LXC snapshots.schedule recommendations and questions

Hi there!

I just enabled automated snapshots and I was wondering if anyone could provide any safe recommendations for the values of the different parameters.

My current values are:

lxc config set c1 snapshots.expiry “1w”
lxc config set c1 snapshots.schedule “1 * * * *”
lxc config set c1 snapshots.schedule.stopped false
lxc config set c1 snapshots.pattern “snapshot-%d”

Questions:

  • Is it possible to specify an alternative destination/target drive/pool for snapshots?
  • How hard does it get on the storage I/O? I am worried about snapshots for DB containers.
  • Any example of a slightly more sophisticated pongo2 pattern?
  • Is there any reason not to I include this on the default profile so it’s used by every running container?
  • Is there a way to deleted expired snapshots “to a point”? (for example, stopped containers would produce no new snapshots, hence after a week, those will be deleted and none will remain, is there a way to keep, let’s say, the last 10 snapshots, even if expired?)

Thank you!

  1. No, snapshots are always stored on the same pool as the volume/container they belong, that’s because the majority of backends require that
  2. Depends on the storage backend in use, it’s virtually free on zfs/btrfs, a bit more costly on lvm/ceph and insanely costly on dir
  3. Not off the top of my head. The only exported property is creation_date, so you can format the date whichever way you want but that’s about it
  4. Not really, especially on a storage backend where it’s cheap, having snapshots taken regularly can be quite useful
  5. We don’t currently have such a logic, no. You could have an external script handling this though, or we may add a feature to set a minimum number of snapshots to keep at some later point.
1 Like

Thanks a lot @stgraber!

Good for me, I’m using ZFS.

I left all the containers on the cluster creating snapshots every minute for a few hours and it’s running smooth, will leave it going all night, just because I can… and then set it to a snapshot per hour.

There’s only one possible issue I can think of: when adding those settings on the default profile, every container on the cluster will snapshot at the very same time, it might be a good idea to enable some way of delaying (cascading) this event based on the number of containers using the profile.

──────────────────────────────

• _Job 1_: In the LXC snapshots forum thread, on which storage backends are snapshots described as virtually free?
The forum thread and the records have nothing to do with each other.

──────────────────────────────

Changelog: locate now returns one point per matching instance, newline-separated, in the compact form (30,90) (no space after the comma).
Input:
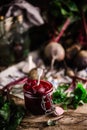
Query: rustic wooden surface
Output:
(71,120)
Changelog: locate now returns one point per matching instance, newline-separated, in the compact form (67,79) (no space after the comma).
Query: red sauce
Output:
(38,98)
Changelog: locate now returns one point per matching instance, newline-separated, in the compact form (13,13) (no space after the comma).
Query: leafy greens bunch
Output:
(70,99)
(10,113)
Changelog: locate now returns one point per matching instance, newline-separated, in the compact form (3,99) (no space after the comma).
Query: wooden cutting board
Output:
(70,120)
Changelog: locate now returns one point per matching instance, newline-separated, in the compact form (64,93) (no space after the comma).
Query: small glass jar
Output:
(38,98)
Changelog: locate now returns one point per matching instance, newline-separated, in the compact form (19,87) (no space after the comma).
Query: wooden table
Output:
(70,120)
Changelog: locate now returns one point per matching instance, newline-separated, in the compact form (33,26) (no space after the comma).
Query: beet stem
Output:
(67,22)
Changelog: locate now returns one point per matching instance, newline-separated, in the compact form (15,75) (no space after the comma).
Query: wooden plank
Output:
(71,120)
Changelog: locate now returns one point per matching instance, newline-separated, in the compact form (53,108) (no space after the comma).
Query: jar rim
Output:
(43,81)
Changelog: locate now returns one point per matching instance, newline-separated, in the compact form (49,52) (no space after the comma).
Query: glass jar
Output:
(38,99)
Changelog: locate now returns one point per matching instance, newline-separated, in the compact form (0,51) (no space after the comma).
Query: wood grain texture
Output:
(71,120)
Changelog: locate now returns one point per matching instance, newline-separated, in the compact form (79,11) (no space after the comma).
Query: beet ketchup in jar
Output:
(38,98)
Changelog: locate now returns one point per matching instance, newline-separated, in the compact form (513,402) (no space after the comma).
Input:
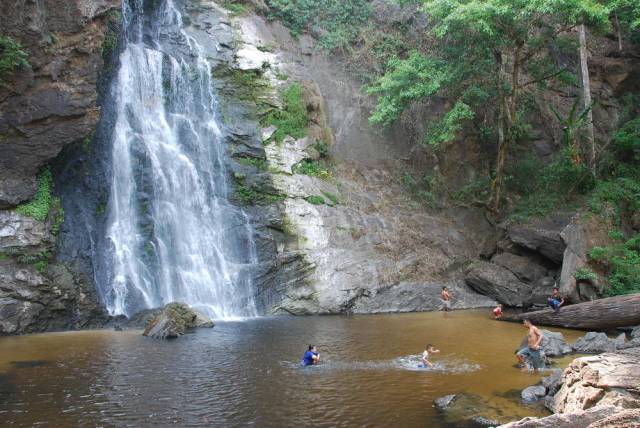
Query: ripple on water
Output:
(409,362)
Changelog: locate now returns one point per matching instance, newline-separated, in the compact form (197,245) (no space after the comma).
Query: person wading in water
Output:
(532,350)
(446,299)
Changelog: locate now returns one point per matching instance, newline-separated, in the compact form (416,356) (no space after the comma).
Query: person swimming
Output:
(311,357)
(497,312)
(428,351)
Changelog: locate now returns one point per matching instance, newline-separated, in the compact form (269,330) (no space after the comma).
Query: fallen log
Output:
(602,314)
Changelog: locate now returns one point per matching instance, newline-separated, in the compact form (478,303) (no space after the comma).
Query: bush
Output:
(338,21)
(292,119)
(12,57)
(312,168)
(315,199)
(585,274)
(622,263)
(39,206)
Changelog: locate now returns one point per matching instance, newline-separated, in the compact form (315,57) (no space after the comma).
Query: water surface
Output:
(248,373)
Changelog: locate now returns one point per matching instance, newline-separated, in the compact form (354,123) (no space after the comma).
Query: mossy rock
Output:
(174,320)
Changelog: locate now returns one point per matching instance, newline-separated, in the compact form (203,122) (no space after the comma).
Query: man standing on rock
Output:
(532,351)
(446,299)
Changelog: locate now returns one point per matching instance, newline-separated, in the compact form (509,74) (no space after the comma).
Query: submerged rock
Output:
(175,320)
(594,342)
(443,403)
(533,393)
(554,344)
(552,382)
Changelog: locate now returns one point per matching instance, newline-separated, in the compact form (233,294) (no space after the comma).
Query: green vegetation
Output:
(313,168)
(507,61)
(331,197)
(337,21)
(260,164)
(12,57)
(39,206)
(315,200)
(292,119)
(235,8)
(622,263)
(39,260)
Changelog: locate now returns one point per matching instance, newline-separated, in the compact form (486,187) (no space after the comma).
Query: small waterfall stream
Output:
(173,234)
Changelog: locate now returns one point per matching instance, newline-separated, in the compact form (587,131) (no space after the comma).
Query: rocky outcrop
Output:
(53,102)
(497,282)
(36,292)
(596,391)
(347,240)
(594,342)
(174,320)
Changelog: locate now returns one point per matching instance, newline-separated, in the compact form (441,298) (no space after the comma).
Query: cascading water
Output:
(173,234)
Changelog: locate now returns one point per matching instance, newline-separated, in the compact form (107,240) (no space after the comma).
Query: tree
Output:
(486,55)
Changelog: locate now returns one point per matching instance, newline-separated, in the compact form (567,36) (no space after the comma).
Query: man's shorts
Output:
(533,356)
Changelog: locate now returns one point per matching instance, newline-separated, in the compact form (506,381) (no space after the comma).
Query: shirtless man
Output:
(532,351)
(446,299)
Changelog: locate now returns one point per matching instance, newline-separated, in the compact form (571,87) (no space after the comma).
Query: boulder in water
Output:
(594,342)
(552,382)
(174,320)
(533,393)
(443,403)
(554,344)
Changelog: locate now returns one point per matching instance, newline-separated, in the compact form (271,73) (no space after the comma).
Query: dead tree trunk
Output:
(603,314)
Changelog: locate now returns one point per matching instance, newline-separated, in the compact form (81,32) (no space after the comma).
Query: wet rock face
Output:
(174,320)
(594,342)
(53,102)
(36,293)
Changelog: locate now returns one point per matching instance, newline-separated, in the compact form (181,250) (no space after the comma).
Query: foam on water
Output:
(409,362)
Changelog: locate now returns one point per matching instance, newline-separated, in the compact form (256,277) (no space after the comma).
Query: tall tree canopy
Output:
(486,54)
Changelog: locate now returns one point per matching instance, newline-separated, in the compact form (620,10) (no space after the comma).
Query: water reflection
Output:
(248,373)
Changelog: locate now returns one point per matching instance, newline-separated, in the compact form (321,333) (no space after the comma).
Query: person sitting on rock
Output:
(428,351)
(311,357)
(556,300)
(446,299)
(531,353)
(497,311)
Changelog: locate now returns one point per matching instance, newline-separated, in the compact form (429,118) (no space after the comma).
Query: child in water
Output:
(428,351)
(497,312)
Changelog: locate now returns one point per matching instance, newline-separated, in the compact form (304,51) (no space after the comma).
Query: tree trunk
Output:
(618,32)
(586,95)
(603,314)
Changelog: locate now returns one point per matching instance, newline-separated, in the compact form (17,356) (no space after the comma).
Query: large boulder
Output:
(531,394)
(552,382)
(594,342)
(497,282)
(601,379)
(523,267)
(554,344)
(174,320)
(52,102)
(542,237)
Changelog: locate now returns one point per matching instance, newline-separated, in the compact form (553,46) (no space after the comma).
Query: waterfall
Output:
(172,233)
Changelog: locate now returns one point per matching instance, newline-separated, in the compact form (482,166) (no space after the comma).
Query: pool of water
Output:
(249,373)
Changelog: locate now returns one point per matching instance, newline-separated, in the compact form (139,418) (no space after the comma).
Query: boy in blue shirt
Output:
(311,357)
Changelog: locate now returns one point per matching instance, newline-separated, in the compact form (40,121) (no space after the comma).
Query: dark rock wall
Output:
(53,102)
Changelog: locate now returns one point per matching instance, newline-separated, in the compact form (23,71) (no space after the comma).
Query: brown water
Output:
(249,373)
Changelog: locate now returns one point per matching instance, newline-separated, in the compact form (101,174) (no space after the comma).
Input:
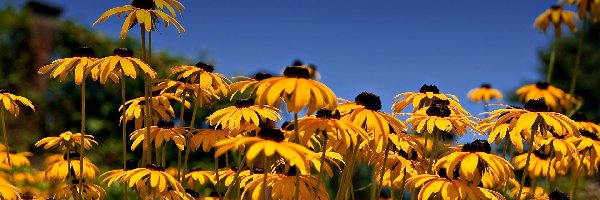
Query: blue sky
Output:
(385,47)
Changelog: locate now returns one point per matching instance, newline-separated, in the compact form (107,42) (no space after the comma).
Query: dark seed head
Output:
(165,124)
(439,108)
(123,52)
(244,103)
(84,52)
(429,88)
(558,195)
(155,167)
(536,105)
(144,4)
(262,76)
(296,72)
(271,134)
(477,146)
(369,101)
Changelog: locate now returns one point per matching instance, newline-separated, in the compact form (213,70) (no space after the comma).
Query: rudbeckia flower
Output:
(204,75)
(67,140)
(88,190)
(297,90)
(161,108)
(59,171)
(268,141)
(473,160)
(337,131)
(244,115)
(556,16)
(552,95)
(484,93)
(423,98)
(11,102)
(164,131)
(82,58)
(197,176)
(152,177)
(143,12)
(120,63)
(365,112)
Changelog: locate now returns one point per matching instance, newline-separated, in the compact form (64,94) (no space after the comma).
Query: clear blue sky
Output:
(385,47)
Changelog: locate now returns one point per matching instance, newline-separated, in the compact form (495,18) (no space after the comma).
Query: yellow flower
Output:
(120,63)
(197,176)
(143,12)
(556,16)
(89,190)
(269,142)
(423,98)
(164,131)
(161,108)
(244,115)
(484,93)
(11,102)
(555,97)
(365,112)
(67,140)
(204,75)
(59,171)
(83,57)
(473,160)
(297,90)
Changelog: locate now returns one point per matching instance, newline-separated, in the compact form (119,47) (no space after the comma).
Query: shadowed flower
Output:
(297,90)
(484,93)
(556,16)
(145,13)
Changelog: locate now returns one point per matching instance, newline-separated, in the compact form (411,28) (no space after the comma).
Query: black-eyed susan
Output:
(82,58)
(556,16)
(365,112)
(484,93)
(87,189)
(297,90)
(244,115)
(59,171)
(143,12)
(473,160)
(268,141)
(553,96)
(163,132)
(67,140)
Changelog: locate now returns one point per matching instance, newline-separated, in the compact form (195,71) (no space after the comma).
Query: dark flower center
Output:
(155,167)
(165,124)
(369,101)
(84,52)
(123,52)
(558,195)
(262,76)
(540,154)
(244,103)
(144,4)
(71,155)
(328,114)
(477,146)
(542,85)
(536,105)
(429,88)
(131,164)
(296,72)
(192,193)
(205,67)
(439,108)
(271,134)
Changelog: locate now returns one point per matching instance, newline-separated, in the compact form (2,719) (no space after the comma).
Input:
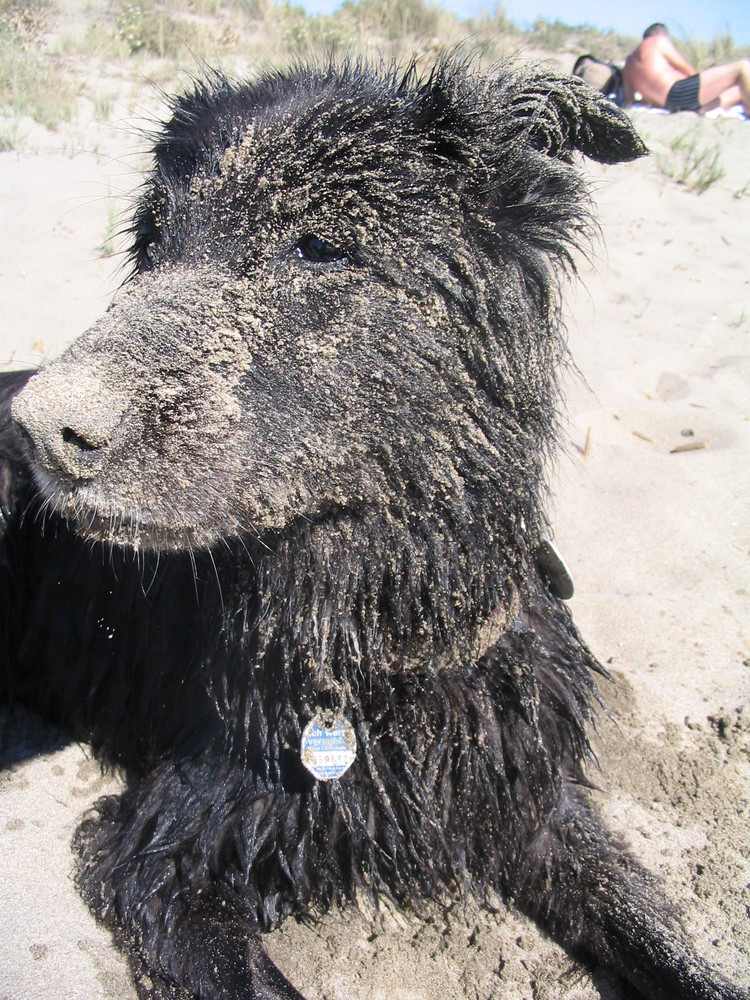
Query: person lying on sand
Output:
(656,74)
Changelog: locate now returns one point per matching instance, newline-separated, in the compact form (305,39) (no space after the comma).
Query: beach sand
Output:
(657,541)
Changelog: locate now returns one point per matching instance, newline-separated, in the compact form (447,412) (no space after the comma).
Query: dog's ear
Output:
(560,115)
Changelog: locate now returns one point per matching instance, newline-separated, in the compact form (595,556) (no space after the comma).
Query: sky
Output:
(685,18)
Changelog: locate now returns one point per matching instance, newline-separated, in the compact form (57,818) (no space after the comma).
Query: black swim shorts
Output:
(683,95)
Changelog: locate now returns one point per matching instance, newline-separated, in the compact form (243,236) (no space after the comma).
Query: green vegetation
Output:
(42,51)
(691,164)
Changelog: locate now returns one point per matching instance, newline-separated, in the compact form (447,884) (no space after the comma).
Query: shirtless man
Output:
(657,74)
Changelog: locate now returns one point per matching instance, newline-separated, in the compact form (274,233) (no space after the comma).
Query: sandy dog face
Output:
(324,287)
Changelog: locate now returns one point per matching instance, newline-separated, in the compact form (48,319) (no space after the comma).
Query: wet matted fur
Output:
(298,468)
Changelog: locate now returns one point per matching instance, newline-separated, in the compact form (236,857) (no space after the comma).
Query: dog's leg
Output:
(149,870)
(599,902)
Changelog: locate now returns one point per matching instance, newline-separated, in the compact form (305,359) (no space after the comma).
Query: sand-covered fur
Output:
(314,427)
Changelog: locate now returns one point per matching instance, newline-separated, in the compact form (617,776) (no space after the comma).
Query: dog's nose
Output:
(67,422)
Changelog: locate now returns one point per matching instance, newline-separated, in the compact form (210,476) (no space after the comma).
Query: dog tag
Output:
(552,567)
(328,747)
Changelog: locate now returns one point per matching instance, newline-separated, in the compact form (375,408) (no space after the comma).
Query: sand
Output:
(657,541)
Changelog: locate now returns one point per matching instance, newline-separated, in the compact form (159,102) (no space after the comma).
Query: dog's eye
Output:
(313,248)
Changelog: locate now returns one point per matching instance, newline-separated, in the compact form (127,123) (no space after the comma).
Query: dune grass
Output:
(42,60)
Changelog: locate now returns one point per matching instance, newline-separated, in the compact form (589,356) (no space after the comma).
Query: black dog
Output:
(271,529)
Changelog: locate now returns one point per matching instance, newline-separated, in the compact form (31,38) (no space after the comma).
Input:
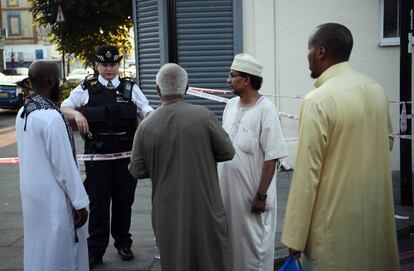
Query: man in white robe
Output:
(53,196)
(248,182)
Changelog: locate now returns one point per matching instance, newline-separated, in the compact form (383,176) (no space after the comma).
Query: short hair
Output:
(172,80)
(42,70)
(256,81)
(336,38)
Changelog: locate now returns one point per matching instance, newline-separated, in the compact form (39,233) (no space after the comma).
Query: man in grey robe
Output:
(177,146)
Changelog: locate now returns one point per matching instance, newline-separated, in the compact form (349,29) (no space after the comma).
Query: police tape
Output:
(212,91)
(196,92)
(228,92)
(80,157)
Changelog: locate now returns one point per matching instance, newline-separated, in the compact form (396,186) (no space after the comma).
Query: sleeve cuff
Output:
(145,110)
(79,204)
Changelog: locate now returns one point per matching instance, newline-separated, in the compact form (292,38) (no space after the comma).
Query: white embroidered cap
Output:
(248,64)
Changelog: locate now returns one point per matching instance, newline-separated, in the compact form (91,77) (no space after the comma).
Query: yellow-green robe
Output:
(340,210)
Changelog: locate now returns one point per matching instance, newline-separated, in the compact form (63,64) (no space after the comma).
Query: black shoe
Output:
(126,254)
(94,261)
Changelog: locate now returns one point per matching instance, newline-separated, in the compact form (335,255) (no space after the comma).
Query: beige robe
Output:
(177,146)
(257,137)
(340,210)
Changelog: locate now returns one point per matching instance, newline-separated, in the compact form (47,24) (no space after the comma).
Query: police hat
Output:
(108,54)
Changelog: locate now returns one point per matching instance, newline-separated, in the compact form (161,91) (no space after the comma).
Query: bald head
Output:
(41,71)
(44,77)
(336,38)
(172,80)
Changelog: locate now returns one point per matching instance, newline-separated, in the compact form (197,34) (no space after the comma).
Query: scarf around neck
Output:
(35,101)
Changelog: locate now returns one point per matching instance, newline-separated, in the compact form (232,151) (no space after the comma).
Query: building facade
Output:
(203,36)
(24,40)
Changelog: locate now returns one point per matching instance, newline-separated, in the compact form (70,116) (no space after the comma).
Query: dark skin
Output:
(320,58)
(44,77)
(242,87)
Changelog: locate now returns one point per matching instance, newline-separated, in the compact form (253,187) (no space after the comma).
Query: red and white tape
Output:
(80,157)
(203,93)
(212,91)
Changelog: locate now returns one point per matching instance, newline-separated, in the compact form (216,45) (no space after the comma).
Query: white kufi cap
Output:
(248,64)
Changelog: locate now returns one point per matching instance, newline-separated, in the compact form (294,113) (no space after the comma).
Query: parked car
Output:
(16,74)
(78,75)
(11,95)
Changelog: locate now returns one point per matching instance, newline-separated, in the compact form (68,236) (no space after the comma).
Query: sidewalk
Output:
(11,226)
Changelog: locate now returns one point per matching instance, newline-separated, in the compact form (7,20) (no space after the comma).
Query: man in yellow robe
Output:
(340,212)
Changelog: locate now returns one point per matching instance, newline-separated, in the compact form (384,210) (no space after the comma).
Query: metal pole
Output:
(406,14)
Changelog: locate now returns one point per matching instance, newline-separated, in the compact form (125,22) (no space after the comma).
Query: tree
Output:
(88,24)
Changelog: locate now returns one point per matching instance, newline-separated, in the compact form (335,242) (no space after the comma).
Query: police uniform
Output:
(112,109)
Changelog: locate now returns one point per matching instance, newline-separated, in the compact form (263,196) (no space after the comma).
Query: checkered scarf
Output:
(35,101)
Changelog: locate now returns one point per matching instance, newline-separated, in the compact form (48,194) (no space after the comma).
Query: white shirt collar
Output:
(114,81)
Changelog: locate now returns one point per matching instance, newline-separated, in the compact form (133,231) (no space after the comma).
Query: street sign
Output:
(59,18)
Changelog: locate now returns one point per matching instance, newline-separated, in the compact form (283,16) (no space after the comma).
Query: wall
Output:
(277,32)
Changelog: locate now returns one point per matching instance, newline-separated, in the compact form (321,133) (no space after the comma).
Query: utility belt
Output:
(108,142)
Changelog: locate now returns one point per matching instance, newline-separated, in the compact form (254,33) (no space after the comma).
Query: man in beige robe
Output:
(248,181)
(178,146)
(340,210)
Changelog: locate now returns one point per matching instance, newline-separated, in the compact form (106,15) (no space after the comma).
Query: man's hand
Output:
(258,206)
(81,122)
(294,253)
(80,217)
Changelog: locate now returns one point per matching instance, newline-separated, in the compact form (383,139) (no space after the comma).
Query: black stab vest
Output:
(110,111)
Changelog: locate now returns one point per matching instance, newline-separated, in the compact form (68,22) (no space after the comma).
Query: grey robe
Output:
(178,146)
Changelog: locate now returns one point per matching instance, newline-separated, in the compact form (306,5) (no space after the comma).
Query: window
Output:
(14,24)
(390,23)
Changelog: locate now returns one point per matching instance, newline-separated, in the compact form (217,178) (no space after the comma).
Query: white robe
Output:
(257,137)
(50,185)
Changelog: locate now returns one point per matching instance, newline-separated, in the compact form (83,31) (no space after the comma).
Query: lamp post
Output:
(406,32)
(59,21)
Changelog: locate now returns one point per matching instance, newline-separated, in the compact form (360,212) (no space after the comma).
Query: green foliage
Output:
(88,24)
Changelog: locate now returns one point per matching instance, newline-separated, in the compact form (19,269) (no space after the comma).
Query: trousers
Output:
(109,182)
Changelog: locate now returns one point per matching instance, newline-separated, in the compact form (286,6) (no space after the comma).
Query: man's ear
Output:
(157,88)
(322,52)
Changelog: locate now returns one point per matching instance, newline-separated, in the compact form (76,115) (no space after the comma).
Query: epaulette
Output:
(90,81)
(128,83)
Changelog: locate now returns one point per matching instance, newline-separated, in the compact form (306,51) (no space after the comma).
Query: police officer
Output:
(106,109)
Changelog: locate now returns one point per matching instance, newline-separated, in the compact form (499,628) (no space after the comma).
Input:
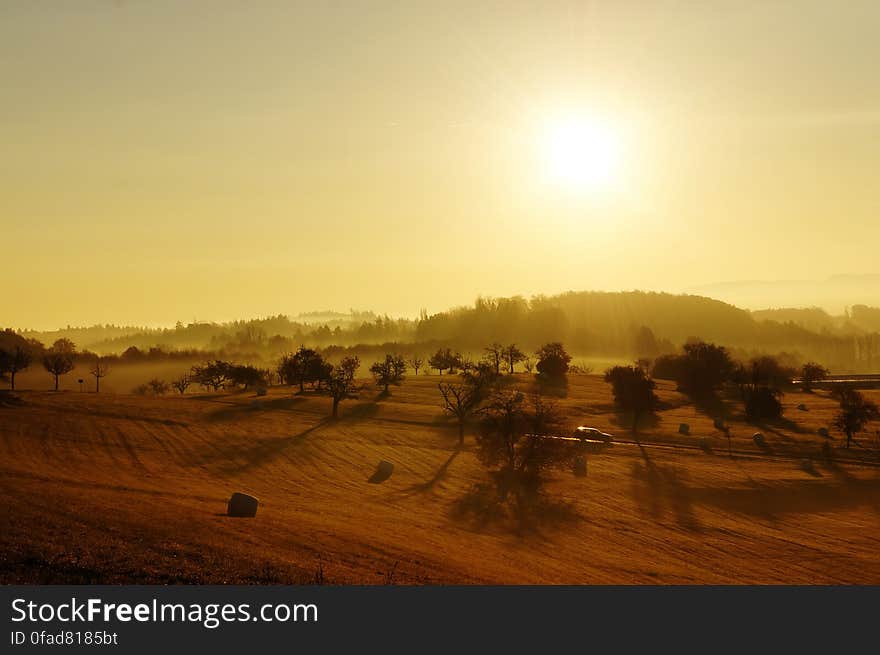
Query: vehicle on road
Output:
(584,432)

──────────────────────────────

• _Job 2_: Tally the record lines that contain the string "beige" and reply with the number alone.

• _Answer 1_: ZFS and btrfs.

• _Answer 2_: 2